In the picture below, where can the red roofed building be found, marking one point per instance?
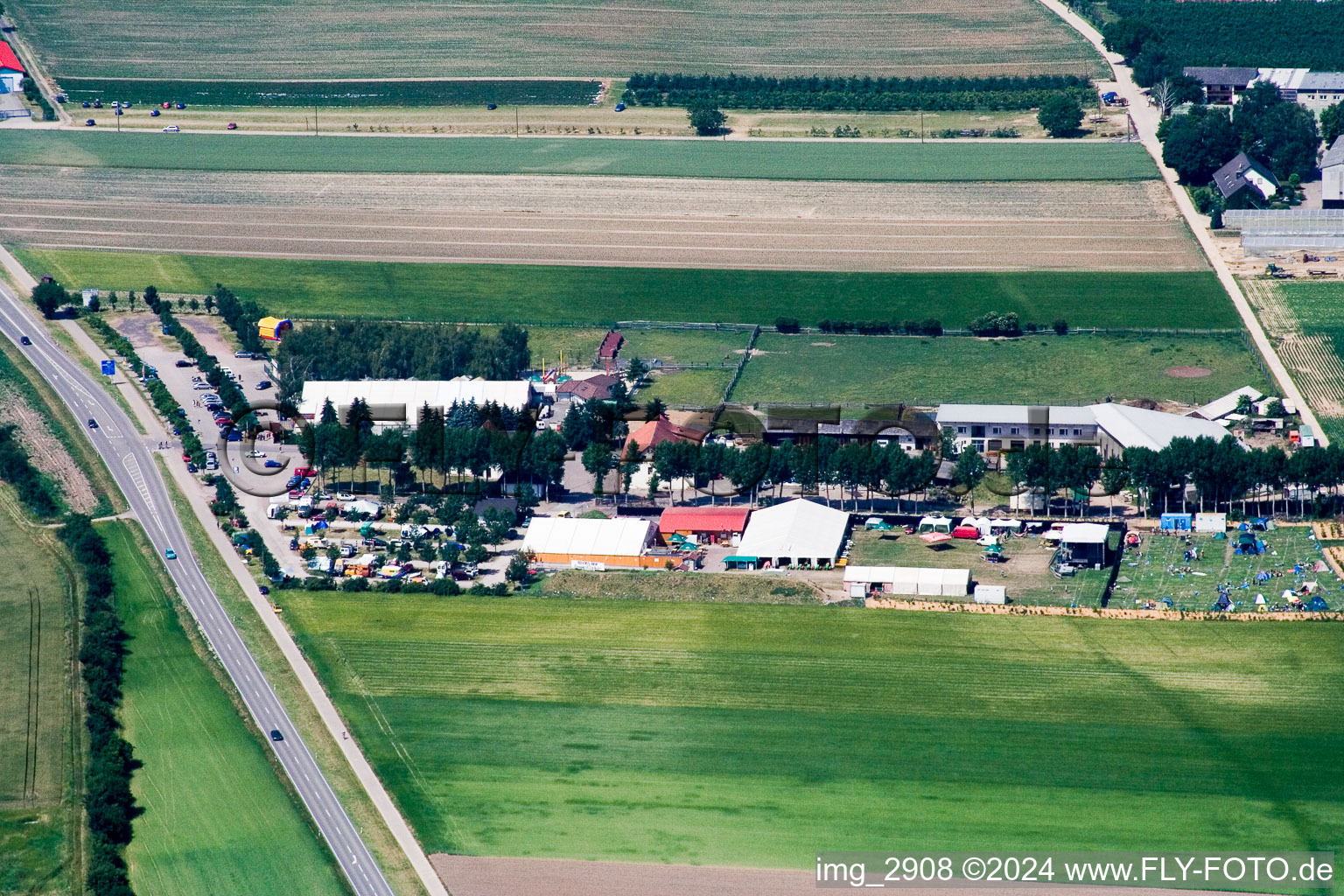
(11, 70)
(611, 346)
(706, 524)
(654, 433)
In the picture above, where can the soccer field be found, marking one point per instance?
(756, 735)
(217, 818)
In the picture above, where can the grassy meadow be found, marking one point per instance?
(40, 710)
(1070, 369)
(546, 39)
(217, 817)
(752, 735)
(597, 296)
(772, 160)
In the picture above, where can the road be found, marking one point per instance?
(130, 461)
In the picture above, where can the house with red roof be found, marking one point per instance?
(712, 524)
(11, 70)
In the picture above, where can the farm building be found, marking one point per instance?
(273, 328)
(1121, 426)
(1245, 183)
(1222, 83)
(712, 524)
(993, 427)
(1083, 543)
(399, 402)
(662, 430)
(914, 580)
(592, 388)
(11, 70)
(797, 532)
(592, 543)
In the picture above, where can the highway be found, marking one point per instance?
(130, 461)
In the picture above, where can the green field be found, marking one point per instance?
(217, 817)
(780, 160)
(589, 296)
(543, 39)
(1070, 369)
(40, 713)
(756, 735)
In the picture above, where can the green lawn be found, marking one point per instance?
(217, 817)
(784, 160)
(594, 296)
(1040, 368)
(756, 735)
(40, 717)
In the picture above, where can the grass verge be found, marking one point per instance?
(784, 160)
(596, 296)
(217, 817)
(270, 660)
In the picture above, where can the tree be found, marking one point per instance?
(1198, 144)
(1332, 122)
(597, 459)
(1060, 116)
(49, 298)
(707, 120)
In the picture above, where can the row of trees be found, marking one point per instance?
(109, 803)
(859, 94)
(1274, 130)
(359, 349)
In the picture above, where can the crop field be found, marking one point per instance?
(732, 158)
(1158, 570)
(1073, 369)
(601, 220)
(597, 296)
(217, 817)
(542, 39)
(1308, 318)
(40, 712)
(717, 735)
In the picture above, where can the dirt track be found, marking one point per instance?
(602, 220)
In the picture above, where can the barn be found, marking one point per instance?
(714, 526)
(11, 70)
(593, 544)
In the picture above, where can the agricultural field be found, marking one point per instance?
(1308, 321)
(40, 710)
(544, 39)
(1071, 369)
(948, 161)
(217, 817)
(644, 222)
(714, 735)
(592, 296)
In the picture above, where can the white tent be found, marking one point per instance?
(794, 532)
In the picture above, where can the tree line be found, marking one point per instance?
(109, 805)
(376, 349)
(860, 94)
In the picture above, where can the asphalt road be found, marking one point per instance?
(128, 456)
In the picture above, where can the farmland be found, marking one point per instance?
(712, 734)
(808, 160)
(541, 39)
(40, 717)
(609, 220)
(1071, 369)
(217, 817)
(588, 296)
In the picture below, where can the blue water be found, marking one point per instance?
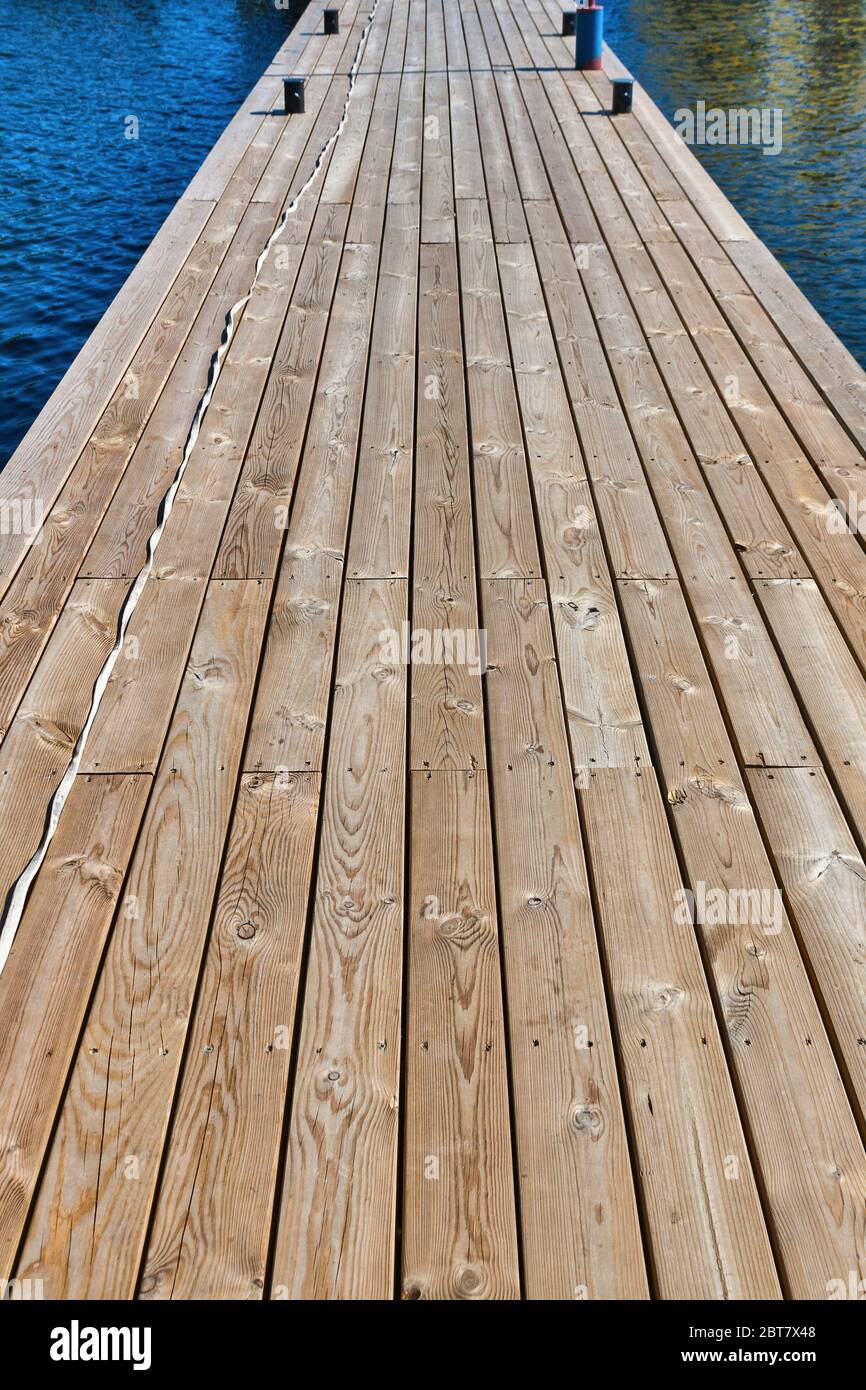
(79, 202)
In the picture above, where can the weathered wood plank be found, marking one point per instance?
(89, 1221)
(459, 1226)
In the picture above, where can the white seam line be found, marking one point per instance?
(18, 894)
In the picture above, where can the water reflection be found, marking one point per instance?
(808, 59)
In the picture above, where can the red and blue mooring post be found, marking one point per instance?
(590, 27)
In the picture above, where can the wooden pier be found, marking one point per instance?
(349, 976)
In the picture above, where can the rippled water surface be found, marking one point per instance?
(79, 202)
(806, 57)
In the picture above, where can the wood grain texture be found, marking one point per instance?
(359, 965)
(211, 1218)
(572, 1143)
(337, 1214)
(706, 1232)
(47, 980)
(459, 1229)
(824, 880)
(805, 1141)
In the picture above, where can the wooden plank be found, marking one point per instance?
(836, 373)
(380, 537)
(211, 1218)
(39, 744)
(47, 979)
(809, 642)
(459, 1225)
(89, 1221)
(211, 177)
(325, 327)
(446, 698)
(766, 720)
(49, 570)
(503, 499)
(603, 717)
(805, 1143)
(42, 462)
(337, 1214)
(824, 880)
(136, 705)
(577, 1207)
(706, 1230)
(292, 699)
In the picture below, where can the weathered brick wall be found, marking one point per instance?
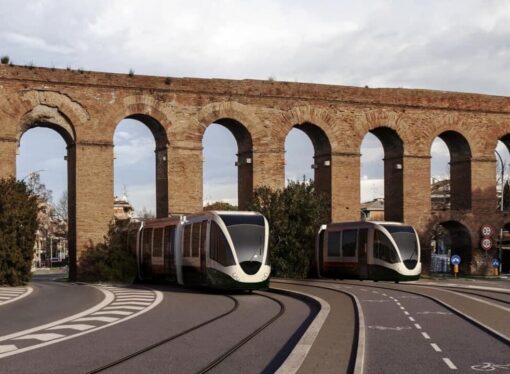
(85, 108)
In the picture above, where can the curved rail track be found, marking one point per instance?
(214, 363)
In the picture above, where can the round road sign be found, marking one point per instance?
(487, 230)
(486, 243)
(455, 259)
(495, 263)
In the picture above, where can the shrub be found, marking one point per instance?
(111, 260)
(18, 225)
(294, 215)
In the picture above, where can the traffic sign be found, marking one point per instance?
(486, 243)
(455, 259)
(487, 231)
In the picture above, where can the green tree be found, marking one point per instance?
(111, 260)
(294, 215)
(18, 225)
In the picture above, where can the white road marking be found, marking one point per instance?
(41, 337)
(79, 327)
(7, 348)
(384, 328)
(436, 347)
(17, 294)
(124, 307)
(449, 362)
(130, 303)
(117, 312)
(99, 319)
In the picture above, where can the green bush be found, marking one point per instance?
(294, 215)
(109, 261)
(18, 225)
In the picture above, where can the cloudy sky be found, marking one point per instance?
(457, 45)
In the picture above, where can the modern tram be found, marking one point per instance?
(368, 250)
(222, 250)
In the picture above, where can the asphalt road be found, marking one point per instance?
(179, 310)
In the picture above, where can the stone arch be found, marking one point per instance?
(460, 169)
(53, 117)
(457, 240)
(393, 147)
(159, 132)
(231, 116)
(318, 125)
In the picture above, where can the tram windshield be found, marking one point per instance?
(407, 244)
(248, 235)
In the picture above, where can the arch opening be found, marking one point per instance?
(450, 238)
(502, 153)
(456, 188)
(140, 168)
(321, 150)
(393, 148)
(228, 164)
(372, 178)
(46, 162)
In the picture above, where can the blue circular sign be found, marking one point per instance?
(455, 259)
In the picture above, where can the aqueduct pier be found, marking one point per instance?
(85, 108)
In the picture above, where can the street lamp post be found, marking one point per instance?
(502, 181)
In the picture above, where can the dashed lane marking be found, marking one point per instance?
(449, 363)
(111, 311)
(436, 347)
(11, 294)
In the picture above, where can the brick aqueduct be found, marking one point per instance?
(85, 108)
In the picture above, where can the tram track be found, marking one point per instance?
(166, 340)
(218, 360)
(235, 347)
(505, 338)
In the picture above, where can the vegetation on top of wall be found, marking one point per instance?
(220, 205)
(110, 260)
(294, 215)
(18, 225)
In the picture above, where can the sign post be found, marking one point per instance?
(495, 264)
(455, 260)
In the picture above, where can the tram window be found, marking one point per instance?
(219, 250)
(203, 234)
(349, 243)
(334, 243)
(169, 241)
(157, 244)
(187, 241)
(383, 249)
(363, 241)
(147, 242)
(195, 240)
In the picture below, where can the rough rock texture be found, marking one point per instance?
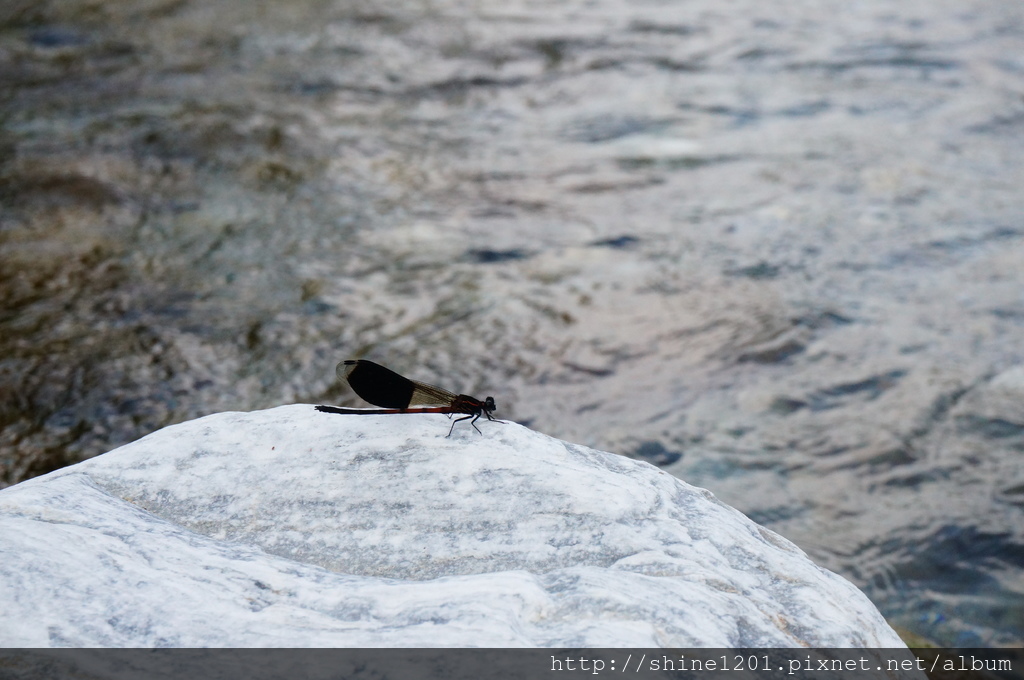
(294, 527)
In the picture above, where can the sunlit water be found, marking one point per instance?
(774, 248)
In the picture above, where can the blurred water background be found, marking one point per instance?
(775, 248)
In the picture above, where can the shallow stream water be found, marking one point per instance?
(775, 248)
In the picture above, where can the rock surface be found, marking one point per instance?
(290, 527)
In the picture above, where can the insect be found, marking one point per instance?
(383, 387)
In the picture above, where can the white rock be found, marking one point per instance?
(291, 527)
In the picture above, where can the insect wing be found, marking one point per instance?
(384, 387)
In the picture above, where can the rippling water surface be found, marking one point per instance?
(774, 248)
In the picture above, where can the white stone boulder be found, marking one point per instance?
(293, 527)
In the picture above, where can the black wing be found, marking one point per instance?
(385, 388)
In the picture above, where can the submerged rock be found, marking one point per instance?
(291, 527)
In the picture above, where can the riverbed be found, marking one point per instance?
(775, 249)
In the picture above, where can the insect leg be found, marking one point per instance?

### Work required
Leaving the pictures out, write out every entry exactly.

### Response to the exercise
In the picture below, where can the red roofed building be found, marking one point per instance?
(11, 70)
(611, 346)
(706, 524)
(654, 433)
In the picture above, where can the soccer field be found, marking one point per instance?
(756, 735)
(217, 818)
In the picture above, where can the grassy meadow be found, marking one point per instance?
(40, 710)
(1070, 369)
(546, 39)
(217, 817)
(752, 735)
(597, 296)
(772, 160)
In the picture above, where can the road be found, marking one point per instance?
(130, 461)
In the picture above, where can the house with red roof be found, marking one point per instance?
(712, 524)
(11, 70)
In the picture above, where can the farm building be found, marking one point per instance?
(273, 328)
(1121, 426)
(1245, 183)
(1222, 83)
(712, 524)
(993, 427)
(1083, 543)
(399, 402)
(662, 430)
(914, 580)
(592, 388)
(11, 70)
(797, 532)
(592, 543)
In the picture above, where can the highway be found, marking one point per instance?
(130, 461)
In the picture above, where can the green field be found, marking one point per instance?
(217, 817)
(780, 160)
(589, 296)
(543, 39)
(1070, 369)
(40, 713)
(756, 735)
In the picture above, where can the green lawn be found, marking one point per instance?
(217, 817)
(784, 160)
(594, 296)
(1040, 368)
(756, 735)
(40, 717)
In the picture above, where can the grass verge be found, marking one point per instance?
(784, 160)
(596, 296)
(217, 817)
(270, 660)
In the picture above, where can the tree be found, marking one point per instance?
(1198, 144)
(1332, 122)
(597, 459)
(1060, 116)
(49, 298)
(707, 120)
In the picture above, where can the row of trees be found, marking one point per instance?
(109, 803)
(859, 94)
(1274, 130)
(359, 349)
In the picture above, where can the crop field be found, marking one point per instance?
(732, 158)
(1158, 570)
(1073, 369)
(601, 220)
(597, 296)
(217, 817)
(542, 39)
(1308, 318)
(40, 712)
(717, 735)
In the picture above, where can the dirt track be found, marking one point per instance?
(602, 220)
In the picture above, where can the barn be found, marking one point per instance?
(714, 526)
(11, 70)
(593, 544)
In the picture above, where can the agricultural field be found, marking one point per instance?
(1308, 321)
(40, 710)
(544, 39)
(1071, 369)
(948, 161)
(217, 817)
(644, 222)
(714, 735)
(592, 296)
In the picture above, where can the white tent be found, marking one point per instance?
(794, 532)
In the picture above, where can the tree line be found, marking one point per instance?
(109, 805)
(376, 349)
(860, 94)
In the picture above, where can the asphalt road be found, marking one point per instance?
(128, 456)
In the picture above, where can the farmland be found, marking one point per instance?
(712, 734)
(808, 160)
(541, 39)
(40, 717)
(609, 220)
(1071, 369)
(217, 817)
(588, 296)
In the picture below, where can the blue water be found, marking one point per instance?
(79, 202)
In the picture above, where can the weathered wood plank be found, marking one point per instance?
(89, 1221)
(459, 1226)
In the picture above, where can the white seam line be found, marking one point per instance?
(18, 894)
In the picture above, where can the water reflection be found, marking one point per instance?
(808, 59)
In the picture above, where can the red and blue mooring post be found, marking one point per instance?
(590, 27)
In the picture above, where can the wooden pier be found, marking one point per instance?
(349, 976)
In the picture above, where can the rippled water surface be found, marking one point per instance?
(79, 202)
(806, 57)
In the picture above, where can the wood grain texture be found, marking one point per instance?
(359, 965)
(211, 1218)
(572, 1143)
(337, 1214)
(706, 1232)
(47, 980)
(459, 1229)
(824, 880)
(805, 1141)
In the picture above, where can the wooden plank be found, marking one point per instance?
(836, 373)
(380, 537)
(211, 1218)
(39, 744)
(47, 979)
(809, 642)
(459, 1225)
(89, 1221)
(211, 177)
(325, 327)
(446, 698)
(766, 720)
(49, 570)
(503, 499)
(603, 717)
(805, 1143)
(42, 462)
(337, 1214)
(824, 880)
(136, 705)
(577, 1207)
(706, 1230)
(292, 699)
In the picture below, where can the weathered brick wall be found, marking one point per instance?
(85, 108)
In the picture above, where can the curved rail track be found, marking one point per instance?
(214, 363)
In the picture above, where can the round road sign be found, marking one point per instance?
(487, 230)
(486, 243)
(455, 259)
(495, 263)
In the picture above, where can the shrub be found, marking one point per instance?
(111, 260)
(18, 225)
(294, 215)
In the picture above, where can the traffic sign be found, marking one point per instance?
(486, 243)
(455, 259)
(487, 231)
In the picture above, where can the green tree be found, marking one point per instance?
(111, 260)
(294, 215)
(18, 225)
In the picture above, where can the white road marking be found, marking one point per instance?
(41, 337)
(79, 327)
(7, 348)
(384, 328)
(436, 347)
(17, 294)
(124, 307)
(449, 362)
(130, 303)
(117, 312)
(99, 319)
In the picture above, where can the green bush be found, marking one point per instance?
(294, 215)
(109, 261)
(18, 225)
In the picture above, where can the cloudy sky be found, marking one point per instance?
(457, 45)
In the picture above, where can the modern tram be found, marking one point per instance?
(368, 250)
(222, 250)
In the picture above, where can the asphalt road be found, marking one point per instance?
(179, 310)
In the picture above, where can the stone arch be found, marking one point per instance?
(460, 169)
(53, 117)
(457, 240)
(393, 147)
(159, 132)
(231, 116)
(318, 125)
In the picture above, where can the tram windshield be found, marking one point per instance?
(407, 244)
(248, 235)
In the picture above, where can the arch opening be found, marking one point per instance?
(450, 238)
(502, 153)
(456, 188)
(140, 168)
(321, 150)
(393, 148)
(228, 164)
(372, 178)
(46, 162)
In the picture above, where can the blue circular sign be found, marking one point per instance?
(455, 259)
In the picture above, where can the aqueduct pier be found, marking one point per instance?
(85, 108)
In the picture above, where can the street lamp post be found, marking one point per instance?
(502, 181)
In the picture above, where can the dashed lane marking be found, marking one point per instance?
(449, 363)
(111, 311)
(436, 347)
(11, 294)
In the picture above, where can the brick aqueduct be found, marking one point per instance?
(85, 108)
In the picture above, where can the tram track be found, marking one point per instance?
(166, 340)
(218, 360)
(235, 347)
(505, 338)
In the picture above, where can the vegetation on top of wall be found, marking one point per instance?
(220, 205)
(110, 260)
(294, 215)
(18, 225)
In the picture above, where can the sign post be found, marking one point per instance?
(495, 264)
(455, 260)
In the picture above, where can the tram window be found, marking one point per instance?
(219, 250)
(203, 234)
(349, 243)
(334, 243)
(169, 241)
(157, 244)
(187, 241)
(383, 249)
(363, 241)
(147, 242)
(195, 240)
In the picture below, where can the rough rock texture be found, marking one point per instance?
(294, 527)
In the picture above, where can the sunlit water be found, marking one point per instance?
(774, 248)
In the picture above, where can the blurred water background be found, marking one point per instance?
(775, 248)
In the picture above, where can the shallow stream water be found, marking one point per instance?
(775, 248)
In the picture above, where can the rock surface be found, marking one point per instance?
(290, 527)
In the picture above, where can the insect be found, marking one point per instance?
(383, 387)
In the picture above, where can the white rock be found, marking one point per instance?
(291, 527)
In the picture above, where can the insect wing be found, marking one point per instance?
(384, 387)
In the picture above, where can the rippling water surface be found, marking one point per instance?
(774, 248)
In the picture above, where can the white stone boulder be found, marking one point per instance?
(293, 527)
In the picture above, where can the black wing be found, marking one point per instance?
(385, 388)
In the picture above, where can the submerged rock be found, marking one point per instance?
(291, 527)
In the picture above, where can the riverbed be found, marking one point per instance?
(775, 249)
In the picture above, where can the insect leg be found, marking one point per instance?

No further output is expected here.